## Your assignment
Word for word, repeat the lines of the records from the one containing "Target: painted green truck" through the last line, both included.

Dataset items
****************
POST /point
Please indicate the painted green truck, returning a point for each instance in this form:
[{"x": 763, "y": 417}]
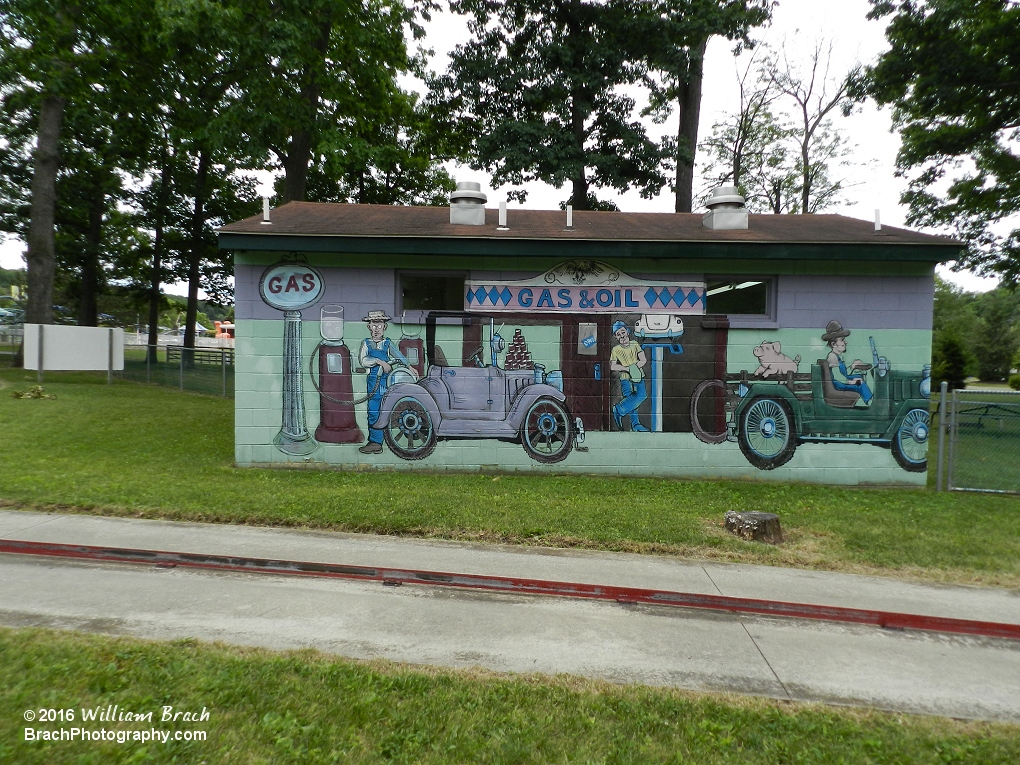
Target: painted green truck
[{"x": 769, "y": 418}]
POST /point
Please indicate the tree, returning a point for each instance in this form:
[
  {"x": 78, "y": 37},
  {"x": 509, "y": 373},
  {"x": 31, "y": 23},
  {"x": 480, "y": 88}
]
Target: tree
[
  {"x": 748, "y": 148},
  {"x": 951, "y": 75},
  {"x": 780, "y": 145},
  {"x": 539, "y": 90},
  {"x": 998, "y": 338},
  {"x": 63, "y": 72},
  {"x": 673, "y": 39},
  {"x": 40, "y": 47},
  {"x": 319, "y": 77},
  {"x": 815, "y": 95}
]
****************
## Response
Target: painted green truck
[{"x": 769, "y": 418}]
POST /point
Please indicate the tree, returning a point for each instance in this form:
[
  {"x": 78, "y": 37},
  {"x": 509, "y": 373},
  {"x": 31, "y": 23},
  {"x": 480, "y": 88}
]
Target: tree
[
  {"x": 748, "y": 148},
  {"x": 951, "y": 75},
  {"x": 780, "y": 145},
  {"x": 539, "y": 90},
  {"x": 998, "y": 338},
  {"x": 63, "y": 72},
  {"x": 673, "y": 39},
  {"x": 40, "y": 47},
  {"x": 319, "y": 77},
  {"x": 815, "y": 95}
]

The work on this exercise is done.